**TEXT PASSAGE**
################

Explore This IssueDecember 2012
Whether post-tonsillectomy taste dysgeusia resolves in a matter of weeks or months, otolaryngologists suspect that certain surgical practices performed during the procedure could be to blame.
In a classic, or total, tonsillectomy procedure in which electro-dissection is used to remove each tonsil from the tonsillar fossa, if the glossopharyngeal nerve is damaged during dissection or electrocautery, the patient may develop a taste disorder that, in some cases, can last several months (Laryngoscope. 2004;114(7):1206-1213; J Laryngol Otol. 2003;117(4):314-317).
Likewise, post-tonsillectomy taste dysgeusia may result from surgical injury, tongue compression, inflammatory processes or side effects of local anesthetics, according to researchers in Germany (Oral Surg Oral Med Oral Pathol Oral Radiol Endod. 2010;109(1):e11-e14).
Dr. Orvidas said prolonged tongue depression from a mouth gag that’s inserted during a tonsillectomy could bring greater potential for a taste disturbance complication post-surgery, especially in adults. “Tonsillectomies in adults often take longer, because the tonsil tissue tends to be more scarred down, and the operation tends to be bloodier,” said Dr. Orvidas. “The procedures are often being done for chronic infection, not obstruction, which tend to be the more difficult tonsils to remove. But, what we have to ask is, are we leaving the mouth gag in for too long? Are there some changes that can be made from a technique standpoint to improve the outcome?”
“We try not to press on the tongue for too long,” added Dr. Orvidas. “If [the surgery] is taking a little longer, we’ll take the patient out of the mouth gag and let their tongue rest a little bit, get the blood flow going and then re-suspend them before continuing.”
While many tonsillectomies are still performed by the traditional scalpel method, an increasing number are being done by the intracapsular technique. Intracapsular tonsillectomy has been associated with less post-operative bleeding and less severe pain than a traditional procedure but runs a greater risk of tonsil regrowth, forcing physicians to do revision tonsillectomy surgery (Arch Otolaryngol Head Neck Surg. 2007;133:925-928).
“It’s theorized that the residual cuff of tonsil tissue acts like a biological Band-Aid during the healing process, so that you have smaller caliber vessels affected, and the healing process can occur at a more superficial level to potentially decrease complications of post-operative pain and bleeding,” said Dr. Johnson. “That would seem, theoretically, to have the potential to decrease the risk of direct injury to the lingual branch of the glossopharyngeal nerve as well,” he added. “But, there is no data that I’ve seen to indicate that an intracapsular tonsillectomy decreases the rate of post-tonsillectomy taste disturbance. As we further evaluate this question in clinical and research settings, that may be one more thing worth considering.”

################

**DATA**

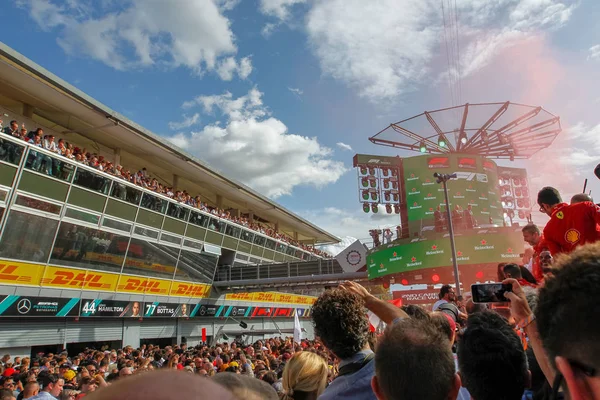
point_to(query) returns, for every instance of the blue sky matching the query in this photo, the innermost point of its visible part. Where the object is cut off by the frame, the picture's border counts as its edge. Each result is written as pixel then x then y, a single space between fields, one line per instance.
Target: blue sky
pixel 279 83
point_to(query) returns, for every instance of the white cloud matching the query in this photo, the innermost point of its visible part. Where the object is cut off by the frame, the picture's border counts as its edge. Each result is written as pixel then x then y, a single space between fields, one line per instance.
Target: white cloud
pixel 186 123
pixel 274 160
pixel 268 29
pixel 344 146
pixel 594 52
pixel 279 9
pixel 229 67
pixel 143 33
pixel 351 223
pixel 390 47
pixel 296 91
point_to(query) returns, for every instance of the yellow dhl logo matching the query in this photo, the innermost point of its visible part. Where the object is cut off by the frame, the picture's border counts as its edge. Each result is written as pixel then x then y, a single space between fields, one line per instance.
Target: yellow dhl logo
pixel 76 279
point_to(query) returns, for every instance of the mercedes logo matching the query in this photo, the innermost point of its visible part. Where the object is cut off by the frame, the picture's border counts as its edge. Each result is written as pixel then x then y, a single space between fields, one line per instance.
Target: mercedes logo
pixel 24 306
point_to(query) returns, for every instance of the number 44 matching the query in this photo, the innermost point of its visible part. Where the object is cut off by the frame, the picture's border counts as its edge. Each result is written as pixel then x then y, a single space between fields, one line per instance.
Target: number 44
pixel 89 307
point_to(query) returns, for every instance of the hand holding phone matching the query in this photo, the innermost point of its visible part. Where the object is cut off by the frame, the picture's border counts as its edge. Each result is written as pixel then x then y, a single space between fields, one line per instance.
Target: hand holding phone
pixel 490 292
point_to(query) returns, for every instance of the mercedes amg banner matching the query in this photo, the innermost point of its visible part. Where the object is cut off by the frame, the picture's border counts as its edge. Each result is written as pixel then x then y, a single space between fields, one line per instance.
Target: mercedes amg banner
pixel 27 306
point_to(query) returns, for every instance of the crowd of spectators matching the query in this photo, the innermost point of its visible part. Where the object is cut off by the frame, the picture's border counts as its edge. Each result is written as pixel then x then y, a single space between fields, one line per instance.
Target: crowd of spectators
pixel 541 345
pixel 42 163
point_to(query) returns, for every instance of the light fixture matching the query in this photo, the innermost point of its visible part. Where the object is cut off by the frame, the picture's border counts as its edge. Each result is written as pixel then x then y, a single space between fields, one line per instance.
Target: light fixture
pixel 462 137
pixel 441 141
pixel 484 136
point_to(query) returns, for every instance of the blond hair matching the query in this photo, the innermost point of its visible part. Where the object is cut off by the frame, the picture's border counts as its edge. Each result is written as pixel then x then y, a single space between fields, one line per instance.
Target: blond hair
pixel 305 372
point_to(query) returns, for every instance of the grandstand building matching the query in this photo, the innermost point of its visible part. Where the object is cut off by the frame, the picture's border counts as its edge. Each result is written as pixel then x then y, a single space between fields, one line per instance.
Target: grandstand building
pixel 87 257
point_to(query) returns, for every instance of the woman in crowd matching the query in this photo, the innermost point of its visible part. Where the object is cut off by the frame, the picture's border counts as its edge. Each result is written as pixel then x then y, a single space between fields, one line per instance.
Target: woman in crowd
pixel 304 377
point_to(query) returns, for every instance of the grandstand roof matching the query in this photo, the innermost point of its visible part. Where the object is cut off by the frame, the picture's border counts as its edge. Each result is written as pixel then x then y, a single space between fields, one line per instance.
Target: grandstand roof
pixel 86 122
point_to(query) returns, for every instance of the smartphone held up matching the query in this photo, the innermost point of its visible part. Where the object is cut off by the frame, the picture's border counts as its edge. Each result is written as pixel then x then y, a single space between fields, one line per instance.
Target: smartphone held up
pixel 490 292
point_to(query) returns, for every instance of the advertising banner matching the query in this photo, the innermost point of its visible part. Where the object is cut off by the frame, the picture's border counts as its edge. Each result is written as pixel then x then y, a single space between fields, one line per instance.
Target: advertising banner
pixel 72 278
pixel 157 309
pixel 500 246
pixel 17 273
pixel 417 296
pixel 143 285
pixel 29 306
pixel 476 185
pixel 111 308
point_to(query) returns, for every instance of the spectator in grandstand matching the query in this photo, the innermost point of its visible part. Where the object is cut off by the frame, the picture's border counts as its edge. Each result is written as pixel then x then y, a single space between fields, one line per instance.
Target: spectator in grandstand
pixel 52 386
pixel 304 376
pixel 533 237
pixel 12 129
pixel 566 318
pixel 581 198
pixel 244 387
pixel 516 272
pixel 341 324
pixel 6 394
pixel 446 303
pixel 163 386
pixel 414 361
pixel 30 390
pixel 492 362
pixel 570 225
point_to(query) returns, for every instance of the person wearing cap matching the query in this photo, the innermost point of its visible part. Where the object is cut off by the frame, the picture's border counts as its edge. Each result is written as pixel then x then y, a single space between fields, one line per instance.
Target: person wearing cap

################

**ACTIVITY**
In the article on post-tonsillectomy taste disturbance, update the passage between "In a classic, or" and "Laryngol Otol. 2003;117(4):314-317).", inclusive, by replacing "tonsillar fossa" with "tonsil bed".

**WRITTEN RESPONSE**
In a classic, or total, tonsillectomy procedure in which electro-dissection is used to remove each tonsil from the tonsil bed, if the glossopharyngeal nerve is damaged during dissection or electrocautery, the patient may develop a taste disorder that, in some cases, can last several months (Laryngoscope. 2004;114(7):1206-1213; J Laryngol Otol. 2003;117(4):314-317).